● TASK BRIEF: The answer must be the full listing, repeated exactly.

● RECORDED DATA:
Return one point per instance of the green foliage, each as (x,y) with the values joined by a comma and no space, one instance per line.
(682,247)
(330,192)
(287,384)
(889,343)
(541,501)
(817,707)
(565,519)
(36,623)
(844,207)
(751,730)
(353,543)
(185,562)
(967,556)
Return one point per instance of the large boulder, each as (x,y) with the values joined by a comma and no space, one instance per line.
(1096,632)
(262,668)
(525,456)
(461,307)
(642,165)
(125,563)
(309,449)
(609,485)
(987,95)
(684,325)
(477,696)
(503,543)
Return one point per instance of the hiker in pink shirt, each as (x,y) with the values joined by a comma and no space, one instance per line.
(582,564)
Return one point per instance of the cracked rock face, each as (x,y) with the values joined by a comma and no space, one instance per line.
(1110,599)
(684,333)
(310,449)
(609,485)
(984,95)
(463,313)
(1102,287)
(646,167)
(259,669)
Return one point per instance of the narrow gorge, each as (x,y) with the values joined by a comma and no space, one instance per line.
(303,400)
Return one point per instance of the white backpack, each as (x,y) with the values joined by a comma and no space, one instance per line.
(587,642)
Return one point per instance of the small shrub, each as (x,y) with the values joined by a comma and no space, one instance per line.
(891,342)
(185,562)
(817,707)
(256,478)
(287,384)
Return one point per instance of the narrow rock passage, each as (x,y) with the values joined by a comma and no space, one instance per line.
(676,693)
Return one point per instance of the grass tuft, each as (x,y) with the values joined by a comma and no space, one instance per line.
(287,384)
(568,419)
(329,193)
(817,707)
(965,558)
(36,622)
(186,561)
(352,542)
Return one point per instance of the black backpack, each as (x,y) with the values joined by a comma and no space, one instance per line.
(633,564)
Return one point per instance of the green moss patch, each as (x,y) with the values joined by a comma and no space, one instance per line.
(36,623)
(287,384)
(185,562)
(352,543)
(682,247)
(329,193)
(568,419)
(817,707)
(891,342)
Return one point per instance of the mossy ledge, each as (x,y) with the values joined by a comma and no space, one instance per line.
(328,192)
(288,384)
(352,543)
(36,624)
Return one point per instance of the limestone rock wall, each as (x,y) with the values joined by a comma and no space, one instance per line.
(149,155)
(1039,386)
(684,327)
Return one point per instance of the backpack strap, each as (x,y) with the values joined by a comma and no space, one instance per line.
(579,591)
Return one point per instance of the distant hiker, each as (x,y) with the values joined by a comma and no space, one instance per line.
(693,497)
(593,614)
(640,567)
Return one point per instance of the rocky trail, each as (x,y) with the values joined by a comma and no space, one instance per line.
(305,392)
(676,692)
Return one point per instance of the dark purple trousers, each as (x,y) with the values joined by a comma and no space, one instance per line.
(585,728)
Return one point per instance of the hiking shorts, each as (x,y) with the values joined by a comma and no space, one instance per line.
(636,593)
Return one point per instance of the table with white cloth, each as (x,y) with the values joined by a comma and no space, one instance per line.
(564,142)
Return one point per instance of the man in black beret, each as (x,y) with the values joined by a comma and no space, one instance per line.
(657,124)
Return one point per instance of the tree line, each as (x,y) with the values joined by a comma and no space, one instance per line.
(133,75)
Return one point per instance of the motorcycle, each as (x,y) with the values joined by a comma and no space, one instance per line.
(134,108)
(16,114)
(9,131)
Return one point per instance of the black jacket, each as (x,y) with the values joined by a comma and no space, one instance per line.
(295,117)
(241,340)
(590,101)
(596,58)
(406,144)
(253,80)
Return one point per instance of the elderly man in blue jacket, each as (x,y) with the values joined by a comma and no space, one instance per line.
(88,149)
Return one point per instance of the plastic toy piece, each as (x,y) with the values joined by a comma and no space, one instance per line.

● OUTPUT FOR THIS TASK:
Return one point per instance of the green foliage, each as (x,y) with the values joined by a comma and no space, one instance per line.
(682,247)
(330,192)
(287,384)
(889,343)
(541,501)
(817,707)
(565,519)
(36,623)
(844,207)
(751,730)
(353,543)
(185,562)
(967,556)
Return one point per instance of the large boulder, each as (x,y) with the values joined by a comma and no space, one instance per line.
(1096,632)
(262,668)
(525,456)
(461,307)
(642,165)
(125,563)
(309,449)
(609,485)
(987,95)
(684,325)
(477,696)
(503,543)
Return one point per instance of the hiker in pink shirt, each as (x,y) with the values joined by a comma and no space, one instance per line.
(582,564)
Return one point per instance of the cracked rock face, each as (x,y) with the values joined by a comma and no space, one instance per line.
(1110,599)
(684,333)
(310,449)
(609,485)
(984,95)
(463,313)
(1102,287)
(646,167)
(259,669)
Return one point per instance of the narrow gorge, each as (x,y) with the values joined by a comma and no space, one instance per line.
(303,400)
Return one point per instance of the white backpack, each as (x,y) with the values joined by a comma and no space, one instance per line.
(587,642)
Return one point per instance of the small shrub, each as (x,y) with the values joined by a comma and no space, one instance per line.
(891,342)
(185,562)
(817,707)
(256,478)
(287,384)
Return one point per instance of the narrow rock passage, each as (x,y) with the values joined by a comma and no space, one instance per line.
(676,693)
Return one point per instance of the grass tuft, each as (x,y) with the values joined by a comma and no space, one instance per line.
(287,384)
(568,419)
(329,193)
(817,707)
(965,558)
(36,622)
(186,561)
(352,542)
Return one point per instance of the black backpack, each as (x,y) with the values joined by a comma and no space, one instance per line.
(633,564)
Return one point per instance of the green moss patch, each as (x,y) with the values joined by a comma and no space, one instance per line.
(36,623)
(287,384)
(185,562)
(352,543)
(682,247)
(329,193)
(568,419)
(817,707)
(891,342)
Return one point per instance of the mossy ledge, each as (x,y) with the values joined by a comma and no space, one instance per line.
(328,192)
(288,384)
(352,543)
(36,624)
Return one point per instance of the limestone rock wall, each as (x,y) with the values joined by a comma and no space, one instance per line.
(149,155)
(1039,386)
(684,327)
Return one point per instance of the backpack strap, each as (x,y) with the values joined by a comma and no space, one instance per line.
(579,591)
Return one point per instance of the distant hiker, each as (x,y) with the values joined by a comma and no space, one instance per line.
(693,497)
(593,614)
(640,567)
Return one point per instance of the rocky trail, each as (x,y) with the values joined by a comma and no space, one instance per line.
(305,392)
(676,692)
Return one point per instance of the dark purple trousers, each as (x,y) with the values joined by a comma and no space, one instance per line.
(585,728)
Return one point per instance of the hiking shorts, each as (x,y) with the values joined by a comma and no space, one instance per line.
(636,593)
Return one point per instance of the table with white cloth, each as (x,y) with the values joined by a comma and no space, one instance per line.
(564,142)
Return one point per instance of the man in black beret, each as (x,y) with the values joined by a comma and no space, one instance per line.
(657,124)
Return one point per instance of the tree line, each as (x,y) with the values joined by a comma and no space, one instance per line.
(133,75)
Return one point per instance of the motorcycle, each as (x,y) with the values joined by a comma and no space, one instance per line.
(134,108)
(16,114)
(9,131)
Return one point per instance of the black jacket, each as (x,y) with the values joined by a comma and no space, one instance per line.
(295,117)
(241,340)
(590,101)
(596,58)
(406,144)
(253,80)
Return one point per instance of the elderly man in blue jacket, each as (x,y) with the values joined by a comma and no space, one instance per line.
(88,149)
Return one point per instance of the plastic toy piece, each as (x,y) with the values joined by a comma and no space, one instance per line.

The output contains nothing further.